◆ Task details: Could you restate, word for word, the line that has "Every instance of the pear stem" and all lines following it through the end of the entries below?

Photo-based referring expression data
------------------------

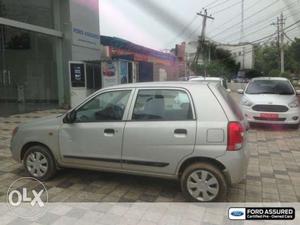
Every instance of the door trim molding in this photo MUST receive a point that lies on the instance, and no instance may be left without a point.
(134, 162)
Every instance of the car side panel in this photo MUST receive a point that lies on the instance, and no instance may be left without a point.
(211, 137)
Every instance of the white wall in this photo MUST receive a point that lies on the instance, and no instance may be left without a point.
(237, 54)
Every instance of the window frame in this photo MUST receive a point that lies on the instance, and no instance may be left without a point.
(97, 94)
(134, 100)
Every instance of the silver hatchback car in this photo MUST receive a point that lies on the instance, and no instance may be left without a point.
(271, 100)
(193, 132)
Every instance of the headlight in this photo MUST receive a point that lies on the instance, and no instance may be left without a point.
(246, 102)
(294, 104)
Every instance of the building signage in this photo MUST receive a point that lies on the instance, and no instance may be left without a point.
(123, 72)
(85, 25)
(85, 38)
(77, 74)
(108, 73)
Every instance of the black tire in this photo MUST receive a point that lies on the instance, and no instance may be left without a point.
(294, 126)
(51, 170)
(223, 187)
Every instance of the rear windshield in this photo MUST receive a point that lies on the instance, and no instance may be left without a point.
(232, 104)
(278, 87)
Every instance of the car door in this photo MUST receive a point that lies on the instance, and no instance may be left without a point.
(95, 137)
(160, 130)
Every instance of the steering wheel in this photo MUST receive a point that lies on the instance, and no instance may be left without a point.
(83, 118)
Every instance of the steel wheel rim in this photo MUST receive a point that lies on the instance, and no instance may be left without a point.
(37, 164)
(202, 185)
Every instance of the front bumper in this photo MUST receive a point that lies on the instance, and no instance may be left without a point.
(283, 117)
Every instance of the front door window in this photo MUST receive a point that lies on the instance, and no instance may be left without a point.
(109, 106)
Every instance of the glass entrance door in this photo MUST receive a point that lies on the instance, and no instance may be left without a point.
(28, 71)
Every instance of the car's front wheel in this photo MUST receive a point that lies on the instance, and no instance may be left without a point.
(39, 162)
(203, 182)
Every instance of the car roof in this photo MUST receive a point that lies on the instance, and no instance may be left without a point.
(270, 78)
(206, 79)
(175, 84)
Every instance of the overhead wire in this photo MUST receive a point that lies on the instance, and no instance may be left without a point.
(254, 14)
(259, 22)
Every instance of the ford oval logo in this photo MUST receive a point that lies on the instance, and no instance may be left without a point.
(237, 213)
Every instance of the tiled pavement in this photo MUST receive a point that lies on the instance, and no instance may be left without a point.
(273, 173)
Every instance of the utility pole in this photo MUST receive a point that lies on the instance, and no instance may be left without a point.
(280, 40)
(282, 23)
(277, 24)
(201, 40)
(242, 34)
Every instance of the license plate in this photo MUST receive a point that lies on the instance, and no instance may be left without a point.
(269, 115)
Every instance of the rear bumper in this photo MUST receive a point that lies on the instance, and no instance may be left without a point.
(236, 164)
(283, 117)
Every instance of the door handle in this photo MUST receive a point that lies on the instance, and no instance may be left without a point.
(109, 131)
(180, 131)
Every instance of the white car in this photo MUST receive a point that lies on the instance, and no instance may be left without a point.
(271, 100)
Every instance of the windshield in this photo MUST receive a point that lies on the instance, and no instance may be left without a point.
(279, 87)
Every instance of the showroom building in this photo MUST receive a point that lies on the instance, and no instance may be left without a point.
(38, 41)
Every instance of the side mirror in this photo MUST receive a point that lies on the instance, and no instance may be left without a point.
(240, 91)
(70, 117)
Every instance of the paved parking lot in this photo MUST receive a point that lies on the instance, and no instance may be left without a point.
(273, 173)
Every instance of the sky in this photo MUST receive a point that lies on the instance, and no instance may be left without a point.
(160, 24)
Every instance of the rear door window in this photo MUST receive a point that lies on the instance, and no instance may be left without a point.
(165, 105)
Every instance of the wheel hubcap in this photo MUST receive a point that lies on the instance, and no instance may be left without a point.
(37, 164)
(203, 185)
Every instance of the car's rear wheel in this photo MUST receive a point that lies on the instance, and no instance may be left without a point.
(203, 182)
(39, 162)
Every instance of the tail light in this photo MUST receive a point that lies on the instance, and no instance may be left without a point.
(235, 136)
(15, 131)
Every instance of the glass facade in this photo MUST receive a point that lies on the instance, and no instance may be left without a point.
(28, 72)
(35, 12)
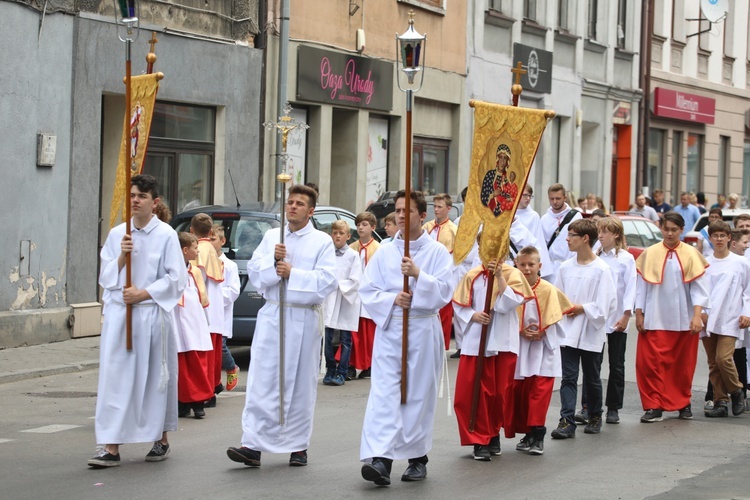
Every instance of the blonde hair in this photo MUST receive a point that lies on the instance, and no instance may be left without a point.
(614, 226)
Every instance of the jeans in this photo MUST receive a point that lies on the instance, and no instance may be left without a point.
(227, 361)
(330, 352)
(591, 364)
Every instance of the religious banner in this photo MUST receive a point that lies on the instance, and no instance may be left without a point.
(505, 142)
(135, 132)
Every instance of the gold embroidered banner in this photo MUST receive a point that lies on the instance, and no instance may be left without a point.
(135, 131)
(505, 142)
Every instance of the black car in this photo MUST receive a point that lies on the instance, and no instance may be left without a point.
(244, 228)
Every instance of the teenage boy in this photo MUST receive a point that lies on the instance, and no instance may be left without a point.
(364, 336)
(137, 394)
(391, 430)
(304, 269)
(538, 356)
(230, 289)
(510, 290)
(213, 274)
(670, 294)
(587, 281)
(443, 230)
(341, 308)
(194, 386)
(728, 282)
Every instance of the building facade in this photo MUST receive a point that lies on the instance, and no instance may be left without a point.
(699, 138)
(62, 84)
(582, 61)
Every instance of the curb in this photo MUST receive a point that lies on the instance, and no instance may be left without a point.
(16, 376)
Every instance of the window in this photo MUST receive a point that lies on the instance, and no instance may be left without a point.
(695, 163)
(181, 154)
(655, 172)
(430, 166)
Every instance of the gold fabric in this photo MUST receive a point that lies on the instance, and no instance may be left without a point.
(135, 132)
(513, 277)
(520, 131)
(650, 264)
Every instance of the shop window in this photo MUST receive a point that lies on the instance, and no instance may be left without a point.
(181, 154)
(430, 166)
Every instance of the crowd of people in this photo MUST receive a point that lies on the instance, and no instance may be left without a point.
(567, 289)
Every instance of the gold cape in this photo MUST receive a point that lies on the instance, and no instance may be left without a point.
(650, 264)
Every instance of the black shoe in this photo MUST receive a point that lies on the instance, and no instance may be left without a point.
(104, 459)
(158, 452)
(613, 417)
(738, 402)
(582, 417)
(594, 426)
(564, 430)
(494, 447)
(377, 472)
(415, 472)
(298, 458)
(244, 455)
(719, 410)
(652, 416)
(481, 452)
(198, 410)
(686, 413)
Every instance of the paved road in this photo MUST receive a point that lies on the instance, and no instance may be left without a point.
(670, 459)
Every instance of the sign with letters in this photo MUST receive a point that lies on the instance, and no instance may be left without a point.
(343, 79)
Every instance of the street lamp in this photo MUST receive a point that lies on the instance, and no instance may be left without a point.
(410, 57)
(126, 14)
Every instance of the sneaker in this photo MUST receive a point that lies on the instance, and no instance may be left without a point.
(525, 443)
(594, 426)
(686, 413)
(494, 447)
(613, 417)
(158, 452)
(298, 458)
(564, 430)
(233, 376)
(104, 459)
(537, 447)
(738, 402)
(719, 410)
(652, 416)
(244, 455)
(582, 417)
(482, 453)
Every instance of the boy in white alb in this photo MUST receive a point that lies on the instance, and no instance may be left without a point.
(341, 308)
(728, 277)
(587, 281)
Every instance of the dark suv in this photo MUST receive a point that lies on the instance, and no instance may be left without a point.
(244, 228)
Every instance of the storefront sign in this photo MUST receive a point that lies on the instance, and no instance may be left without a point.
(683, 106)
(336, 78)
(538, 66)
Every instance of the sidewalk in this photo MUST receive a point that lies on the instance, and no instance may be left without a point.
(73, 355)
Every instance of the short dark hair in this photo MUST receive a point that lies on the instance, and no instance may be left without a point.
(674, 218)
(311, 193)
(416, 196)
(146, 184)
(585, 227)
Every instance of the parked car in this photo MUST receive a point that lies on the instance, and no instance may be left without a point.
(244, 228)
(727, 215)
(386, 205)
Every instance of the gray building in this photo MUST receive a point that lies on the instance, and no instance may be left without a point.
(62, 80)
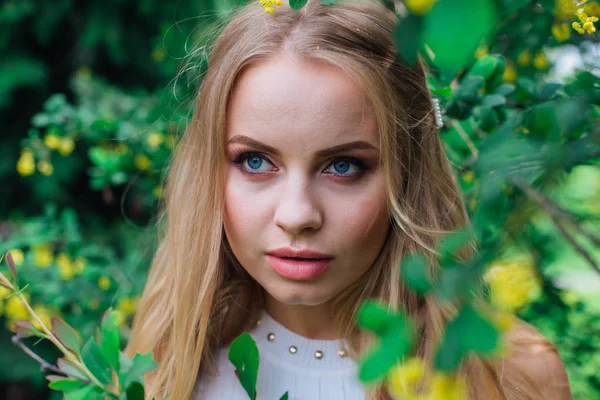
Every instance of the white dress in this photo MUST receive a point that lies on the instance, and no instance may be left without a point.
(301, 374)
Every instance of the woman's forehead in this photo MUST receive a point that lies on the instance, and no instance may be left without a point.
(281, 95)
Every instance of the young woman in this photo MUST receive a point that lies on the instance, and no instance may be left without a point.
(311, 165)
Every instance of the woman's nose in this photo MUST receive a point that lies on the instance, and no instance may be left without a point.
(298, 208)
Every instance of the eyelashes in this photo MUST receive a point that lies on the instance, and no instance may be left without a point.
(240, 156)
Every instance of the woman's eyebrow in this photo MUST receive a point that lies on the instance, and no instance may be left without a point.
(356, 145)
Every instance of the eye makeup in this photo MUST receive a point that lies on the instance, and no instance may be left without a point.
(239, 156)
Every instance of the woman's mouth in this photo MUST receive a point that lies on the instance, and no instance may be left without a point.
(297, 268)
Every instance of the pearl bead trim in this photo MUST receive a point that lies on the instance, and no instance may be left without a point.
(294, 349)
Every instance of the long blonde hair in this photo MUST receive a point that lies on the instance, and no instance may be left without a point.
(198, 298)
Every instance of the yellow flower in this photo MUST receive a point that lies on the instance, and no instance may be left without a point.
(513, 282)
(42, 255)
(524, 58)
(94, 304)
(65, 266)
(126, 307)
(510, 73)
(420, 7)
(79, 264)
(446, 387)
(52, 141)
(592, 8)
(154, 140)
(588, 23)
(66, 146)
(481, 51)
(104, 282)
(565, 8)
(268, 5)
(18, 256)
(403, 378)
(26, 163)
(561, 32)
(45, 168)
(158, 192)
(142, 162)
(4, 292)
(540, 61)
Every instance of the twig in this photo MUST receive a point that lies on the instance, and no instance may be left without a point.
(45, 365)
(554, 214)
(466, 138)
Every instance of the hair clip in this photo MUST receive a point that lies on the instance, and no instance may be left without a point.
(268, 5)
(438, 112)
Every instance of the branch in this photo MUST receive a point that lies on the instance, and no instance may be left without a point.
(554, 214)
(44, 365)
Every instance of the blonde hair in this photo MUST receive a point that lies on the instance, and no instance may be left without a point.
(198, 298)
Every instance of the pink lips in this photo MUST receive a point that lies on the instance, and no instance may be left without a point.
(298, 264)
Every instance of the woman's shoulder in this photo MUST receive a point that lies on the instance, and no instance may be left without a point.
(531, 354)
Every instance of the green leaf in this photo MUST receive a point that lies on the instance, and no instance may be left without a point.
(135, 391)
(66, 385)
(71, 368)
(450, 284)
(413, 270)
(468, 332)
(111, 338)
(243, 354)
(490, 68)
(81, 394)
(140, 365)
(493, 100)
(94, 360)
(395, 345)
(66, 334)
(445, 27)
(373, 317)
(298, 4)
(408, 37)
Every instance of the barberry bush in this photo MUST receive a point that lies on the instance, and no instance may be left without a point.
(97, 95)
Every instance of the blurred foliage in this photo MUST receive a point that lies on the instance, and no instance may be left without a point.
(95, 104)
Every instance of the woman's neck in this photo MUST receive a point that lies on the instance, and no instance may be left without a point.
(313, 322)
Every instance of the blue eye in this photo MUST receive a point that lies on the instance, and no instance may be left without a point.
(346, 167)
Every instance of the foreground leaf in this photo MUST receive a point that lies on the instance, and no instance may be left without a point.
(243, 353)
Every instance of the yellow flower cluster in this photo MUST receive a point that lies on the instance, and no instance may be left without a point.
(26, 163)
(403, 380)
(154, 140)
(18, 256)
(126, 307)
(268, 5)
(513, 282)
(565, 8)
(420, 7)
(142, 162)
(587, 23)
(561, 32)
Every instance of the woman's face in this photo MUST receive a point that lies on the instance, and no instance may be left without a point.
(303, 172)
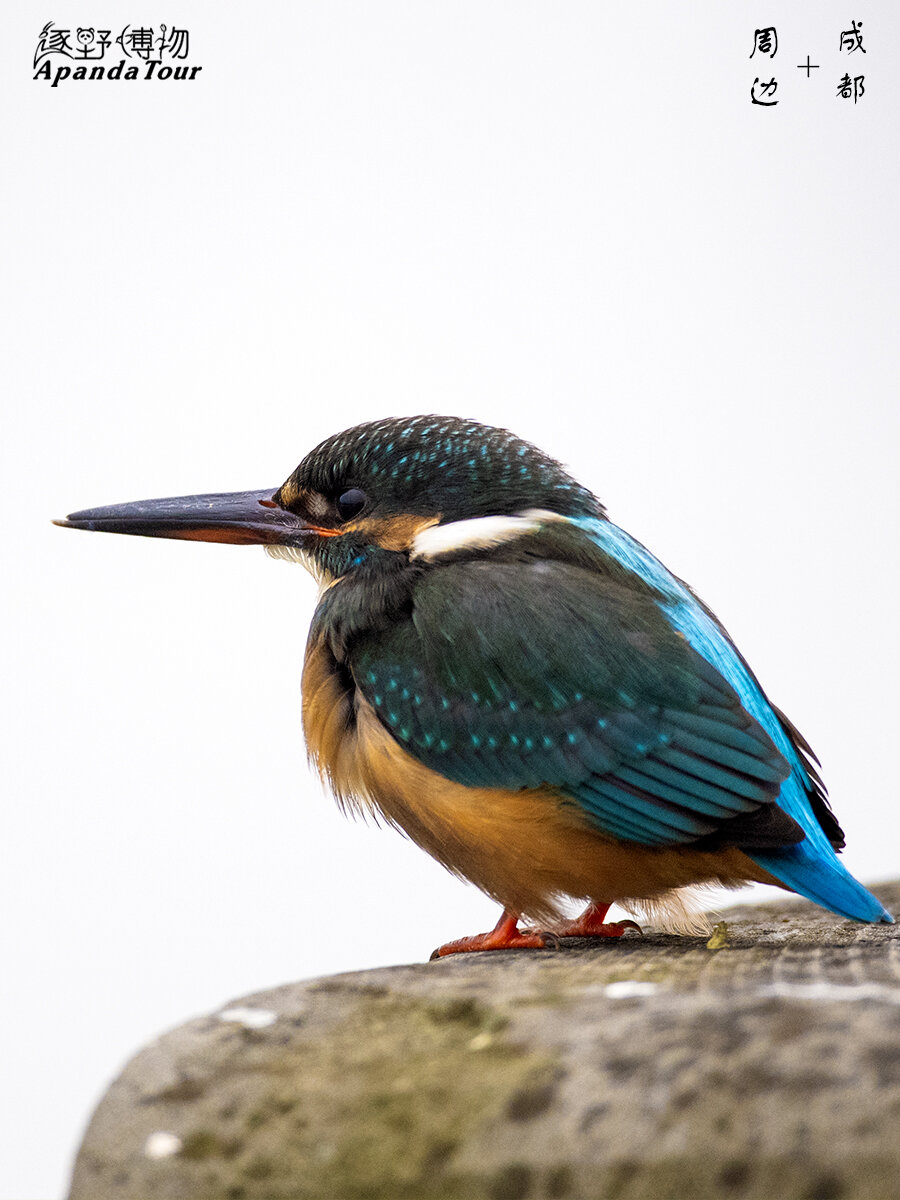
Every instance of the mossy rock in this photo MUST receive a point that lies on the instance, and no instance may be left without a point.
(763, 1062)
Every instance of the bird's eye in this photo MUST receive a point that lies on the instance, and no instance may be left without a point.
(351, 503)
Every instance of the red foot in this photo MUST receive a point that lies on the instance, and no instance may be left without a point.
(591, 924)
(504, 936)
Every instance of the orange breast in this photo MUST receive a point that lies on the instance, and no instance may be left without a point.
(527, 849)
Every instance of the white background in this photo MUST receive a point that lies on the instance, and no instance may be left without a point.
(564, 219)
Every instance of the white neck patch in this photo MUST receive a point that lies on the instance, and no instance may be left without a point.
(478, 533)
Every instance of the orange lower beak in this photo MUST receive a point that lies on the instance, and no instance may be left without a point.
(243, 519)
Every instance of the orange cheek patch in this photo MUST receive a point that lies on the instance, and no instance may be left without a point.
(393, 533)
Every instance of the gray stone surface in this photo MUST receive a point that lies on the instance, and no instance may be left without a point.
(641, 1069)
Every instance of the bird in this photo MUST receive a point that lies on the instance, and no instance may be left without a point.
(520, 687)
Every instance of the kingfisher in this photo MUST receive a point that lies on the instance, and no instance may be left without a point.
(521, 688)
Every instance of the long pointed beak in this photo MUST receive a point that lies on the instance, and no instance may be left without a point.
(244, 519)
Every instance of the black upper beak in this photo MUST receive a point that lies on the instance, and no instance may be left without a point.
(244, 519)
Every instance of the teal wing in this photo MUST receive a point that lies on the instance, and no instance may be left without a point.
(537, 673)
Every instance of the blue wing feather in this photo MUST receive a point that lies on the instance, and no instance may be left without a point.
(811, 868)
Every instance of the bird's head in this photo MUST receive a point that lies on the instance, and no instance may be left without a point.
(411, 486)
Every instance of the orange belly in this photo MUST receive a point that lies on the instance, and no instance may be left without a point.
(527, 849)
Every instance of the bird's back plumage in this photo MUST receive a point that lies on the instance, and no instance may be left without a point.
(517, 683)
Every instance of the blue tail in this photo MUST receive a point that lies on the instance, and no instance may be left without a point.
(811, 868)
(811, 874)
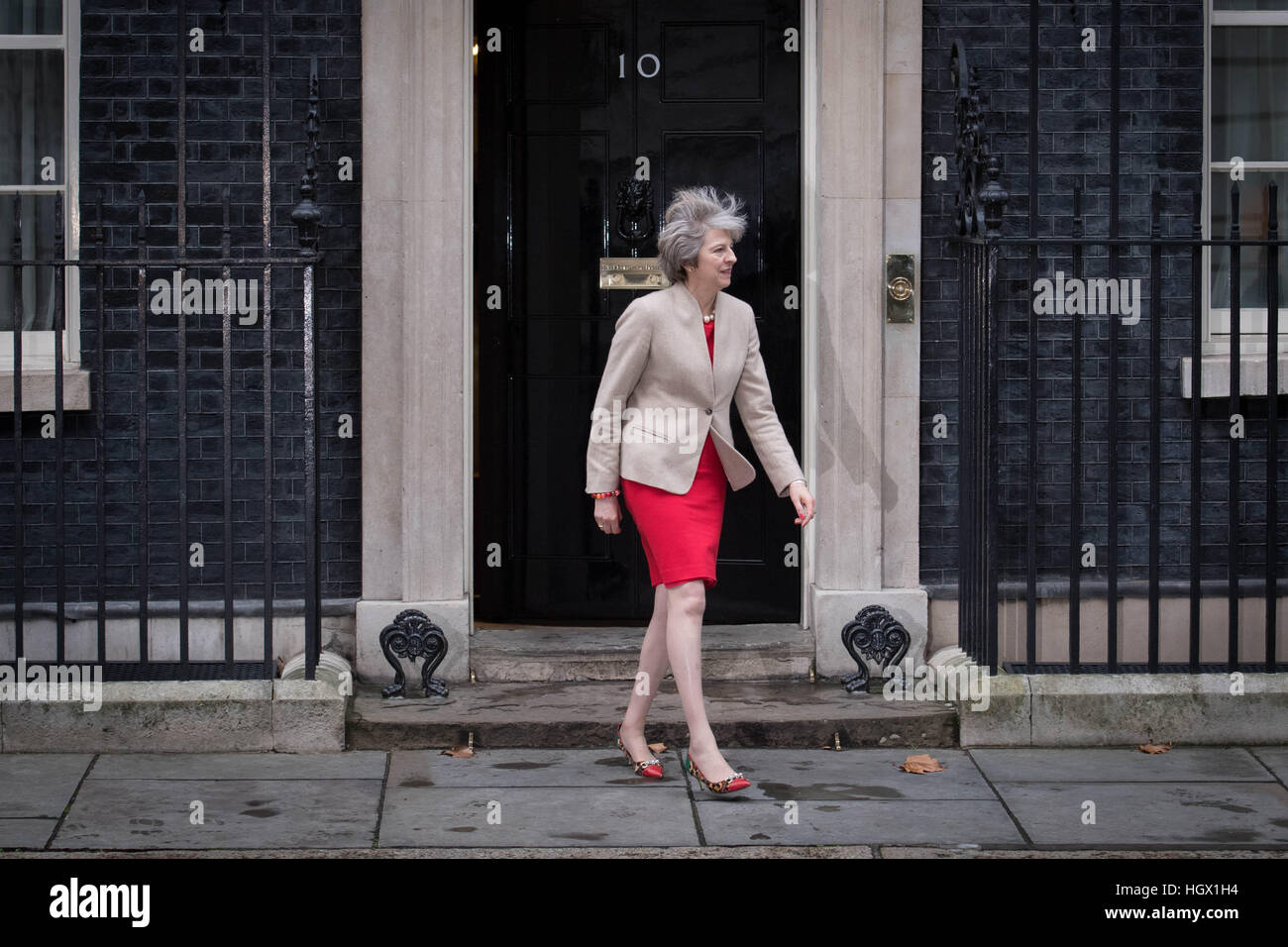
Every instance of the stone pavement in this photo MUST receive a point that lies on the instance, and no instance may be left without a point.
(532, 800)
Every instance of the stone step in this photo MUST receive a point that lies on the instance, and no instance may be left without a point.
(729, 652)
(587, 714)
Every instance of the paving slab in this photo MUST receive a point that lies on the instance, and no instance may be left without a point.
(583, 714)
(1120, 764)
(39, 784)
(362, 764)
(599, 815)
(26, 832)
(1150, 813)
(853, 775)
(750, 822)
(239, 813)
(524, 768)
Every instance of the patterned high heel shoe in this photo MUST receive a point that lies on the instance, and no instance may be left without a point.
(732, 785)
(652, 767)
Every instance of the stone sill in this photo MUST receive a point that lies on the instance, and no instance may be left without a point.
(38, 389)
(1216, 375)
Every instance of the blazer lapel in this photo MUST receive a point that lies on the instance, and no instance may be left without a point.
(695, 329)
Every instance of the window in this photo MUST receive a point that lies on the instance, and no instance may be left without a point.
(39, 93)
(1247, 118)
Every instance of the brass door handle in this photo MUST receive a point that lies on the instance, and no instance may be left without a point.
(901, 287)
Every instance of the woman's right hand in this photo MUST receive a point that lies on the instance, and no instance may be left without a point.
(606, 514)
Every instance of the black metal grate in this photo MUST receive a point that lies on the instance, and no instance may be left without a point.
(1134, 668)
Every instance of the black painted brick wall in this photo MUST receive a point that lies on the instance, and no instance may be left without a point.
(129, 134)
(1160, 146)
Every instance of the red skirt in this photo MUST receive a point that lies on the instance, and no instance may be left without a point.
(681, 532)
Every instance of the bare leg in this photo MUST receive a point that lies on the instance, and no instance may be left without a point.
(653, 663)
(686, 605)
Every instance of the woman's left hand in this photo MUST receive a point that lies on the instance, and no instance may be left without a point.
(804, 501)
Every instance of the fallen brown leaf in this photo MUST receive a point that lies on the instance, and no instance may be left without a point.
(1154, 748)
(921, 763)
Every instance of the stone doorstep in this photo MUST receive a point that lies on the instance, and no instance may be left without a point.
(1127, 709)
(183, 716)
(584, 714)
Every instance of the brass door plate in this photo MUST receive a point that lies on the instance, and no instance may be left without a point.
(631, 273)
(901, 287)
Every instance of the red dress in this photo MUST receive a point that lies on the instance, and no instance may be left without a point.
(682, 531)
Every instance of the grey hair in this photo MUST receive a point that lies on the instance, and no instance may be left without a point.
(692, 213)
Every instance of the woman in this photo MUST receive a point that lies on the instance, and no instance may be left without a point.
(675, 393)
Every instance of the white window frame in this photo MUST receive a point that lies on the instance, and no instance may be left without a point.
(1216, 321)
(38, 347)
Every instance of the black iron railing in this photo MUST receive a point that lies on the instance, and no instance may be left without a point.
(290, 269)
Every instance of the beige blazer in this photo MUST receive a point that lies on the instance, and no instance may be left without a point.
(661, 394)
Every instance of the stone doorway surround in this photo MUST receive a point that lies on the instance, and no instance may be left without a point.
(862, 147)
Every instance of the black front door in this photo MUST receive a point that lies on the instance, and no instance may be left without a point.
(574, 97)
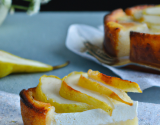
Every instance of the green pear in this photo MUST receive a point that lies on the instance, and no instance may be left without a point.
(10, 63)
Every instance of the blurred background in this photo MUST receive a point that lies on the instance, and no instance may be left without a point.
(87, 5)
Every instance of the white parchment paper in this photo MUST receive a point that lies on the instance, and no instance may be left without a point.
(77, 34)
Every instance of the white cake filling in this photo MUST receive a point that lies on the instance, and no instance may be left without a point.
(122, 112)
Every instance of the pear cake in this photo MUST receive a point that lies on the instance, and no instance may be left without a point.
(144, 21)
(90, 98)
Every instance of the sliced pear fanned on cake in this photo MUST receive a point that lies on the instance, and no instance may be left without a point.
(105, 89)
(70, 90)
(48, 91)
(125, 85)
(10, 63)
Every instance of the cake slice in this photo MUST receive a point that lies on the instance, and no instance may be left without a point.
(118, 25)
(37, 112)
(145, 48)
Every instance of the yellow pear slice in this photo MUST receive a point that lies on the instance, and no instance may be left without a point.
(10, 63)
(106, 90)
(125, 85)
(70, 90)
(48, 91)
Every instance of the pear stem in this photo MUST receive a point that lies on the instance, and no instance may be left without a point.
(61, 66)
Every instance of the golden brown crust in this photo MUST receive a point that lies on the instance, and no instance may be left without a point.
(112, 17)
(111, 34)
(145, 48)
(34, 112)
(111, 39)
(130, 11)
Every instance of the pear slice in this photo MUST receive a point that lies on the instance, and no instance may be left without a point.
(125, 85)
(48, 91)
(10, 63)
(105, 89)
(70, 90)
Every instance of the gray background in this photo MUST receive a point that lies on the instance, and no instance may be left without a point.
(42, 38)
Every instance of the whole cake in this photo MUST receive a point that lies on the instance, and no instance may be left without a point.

------------------------

◆ Response:
Every instance of the pear stem in this photo MUST receive a point that lies on the instance, and no instance may be left without a point.
(61, 66)
Every instance of the golden brown crust in this photo MUST receive a point that lies on the instance, and no instance may be left without a point.
(112, 17)
(111, 34)
(145, 48)
(34, 112)
(111, 39)
(130, 11)
Every instance of the pear slice in this photo MUST receive a point that lies on the instance, and no instance may be left without a point.
(125, 85)
(48, 91)
(10, 63)
(105, 89)
(70, 90)
Every instance of the gray background in this photo MUST receive a point that lies on the instance, and no instance may be left without a point.
(42, 38)
Every instance of the whole cake in this photo MUST receive a point that lies on the instance, and no instance may be left without a point.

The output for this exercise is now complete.